══ TEXT PROVIDED ══

Storm Events

Overview

Storm events define the rainfall input for your HydraLink model. Each storm event specifies a return period, total rainfall depth, duration, and rainfall distribution. HydraLink supports multiple storm types to cover different design scenarios and regional requirements.

Storm Event Parameters

Parameter	Units	Description
Name	—	User-defined storm label (e.g., “100-yr, 24-hr”)
Return Period	years	Design storm recurrence interval (e.g., 2, 5, 10, 25, 50, 100)
Total Rainfall Depth	inches	Total precipitation over the storm duration
Storm Duration	hours	Duration of the storm (default 24 hours)
Storm Distribution	—	Temporal distribution of rainfall within the storm
K Factor	—	Frequency adjustment factor (default 1.0)

Storm Distributions

SCS Rainfall Distributions

The NRCS (formerly SCS) developed four standard 24-hour rainfall distributions based on regional rainfall patterns across the United States:

Distribution	Region	Peak Intensity Timing	Description
Type I	Pacific maritime (CA, OR, WA coast)	~10 hours	Gentle, drawn-out storms
Type IA	Pacific Northwest inland	~8 hours	Least intense of all types
Type II	Central and Eastern US (most common)	~12 hours	Moderate intensity with sharp peak
Type III	Gulf Coast and Atlantic tropical	~12 hours	Highest intensity, tropical storms

Each distribution defines the cumulative fraction of total rainfall at each time increment across the 24-hour storm. The distributions are defined at 6-minute (0.1-hour) intervals (241 data points) and use cubic spline interpolation for sub-interval accuracy.

Type II is the most commonly used distribution in the United States. Unless your project is in a coastal Pacific or Gulf/Atlantic tropical region, Type II is likely the correct choice. Check your local jurisdiction’s requirements.

Custom Distribution

Define your own temporal rainfall pattern. Enter cumulative rainfall fractions at user-specified time intervals. This allows modeling of:

Non-standard storm durations
Historical observed storm patterns
Local design storms mandated by specific jurisdictions

Frequency Storm (Alternating Block Method)

═══

Please repeat the storm events text word for word, starting at "Each distribution defines" and ending at "for sub-interval accuracy.". The entries come from a different source than the storm events text.

══ EXTRACTED MATERIAL ══

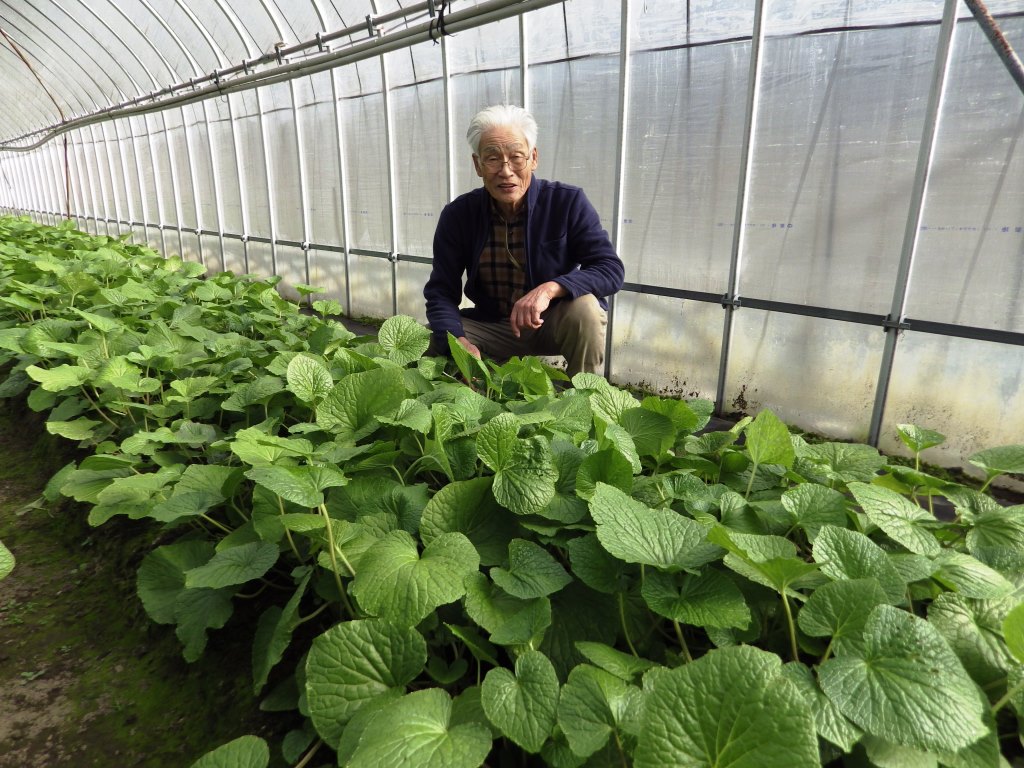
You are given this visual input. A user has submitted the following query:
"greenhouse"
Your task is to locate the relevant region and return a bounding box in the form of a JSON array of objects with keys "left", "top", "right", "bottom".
[{"left": 0, "top": 0, "right": 1024, "bottom": 768}]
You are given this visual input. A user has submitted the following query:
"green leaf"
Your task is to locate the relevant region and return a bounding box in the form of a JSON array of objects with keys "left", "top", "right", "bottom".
[
  {"left": 746, "top": 410, "right": 796, "bottom": 467},
  {"left": 590, "top": 483, "right": 706, "bottom": 570},
  {"left": 896, "top": 424, "right": 946, "bottom": 454},
  {"left": 420, "top": 477, "right": 519, "bottom": 565},
  {"left": 575, "top": 640, "right": 654, "bottom": 683},
  {"left": 641, "top": 568, "right": 751, "bottom": 629},
  {"left": 932, "top": 550, "right": 1015, "bottom": 600},
  {"left": 377, "top": 314, "right": 430, "bottom": 366},
  {"left": 253, "top": 573, "right": 310, "bottom": 694},
  {"left": 220, "top": 376, "right": 285, "bottom": 411},
  {"left": 558, "top": 665, "right": 634, "bottom": 765},
  {"left": 634, "top": 646, "right": 820, "bottom": 768},
  {"left": 797, "top": 579, "right": 886, "bottom": 641},
  {"left": 618, "top": 408, "right": 676, "bottom": 457},
  {"left": 812, "top": 525, "right": 906, "bottom": 603},
  {"left": 480, "top": 650, "right": 558, "bottom": 753},
  {"left": 1002, "top": 603, "right": 1024, "bottom": 664},
  {"left": 185, "top": 542, "right": 279, "bottom": 589},
  {"left": 316, "top": 368, "right": 406, "bottom": 441},
  {"left": 46, "top": 418, "right": 102, "bottom": 440},
  {"left": 0, "top": 542, "right": 14, "bottom": 580},
  {"left": 246, "top": 465, "right": 348, "bottom": 507},
  {"left": 351, "top": 530, "right": 480, "bottom": 627},
  {"left": 818, "top": 605, "right": 987, "bottom": 752},
  {"left": 306, "top": 618, "right": 427, "bottom": 745},
  {"left": 191, "top": 736, "right": 270, "bottom": 768},
  {"left": 347, "top": 688, "right": 492, "bottom": 768},
  {"left": 25, "top": 364, "right": 92, "bottom": 392},
  {"left": 780, "top": 482, "right": 847, "bottom": 542},
  {"left": 490, "top": 539, "right": 572, "bottom": 598},
  {"left": 466, "top": 572, "right": 551, "bottom": 647},
  {"left": 966, "top": 444, "right": 1024, "bottom": 478},
  {"left": 287, "top": 354, "right": 334, "bottom": 406},
  {"left": 928, "top": 592, "right": 1017, "bottom": 689},
  {"left": 847, "top": 482, "right": 941, "bottom": 556}
]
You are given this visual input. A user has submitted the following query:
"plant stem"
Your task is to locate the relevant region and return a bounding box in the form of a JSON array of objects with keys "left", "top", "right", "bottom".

═══

== COMPLETED TASK ==
Each distribution defines the cumulative fraction of total rainfall at each time increment across the 24-hour storm. The distributions are defined at 6-minute (0.1-hour) intervals (241 data points) and use cubic spline interpolation for sub-interval accuracy.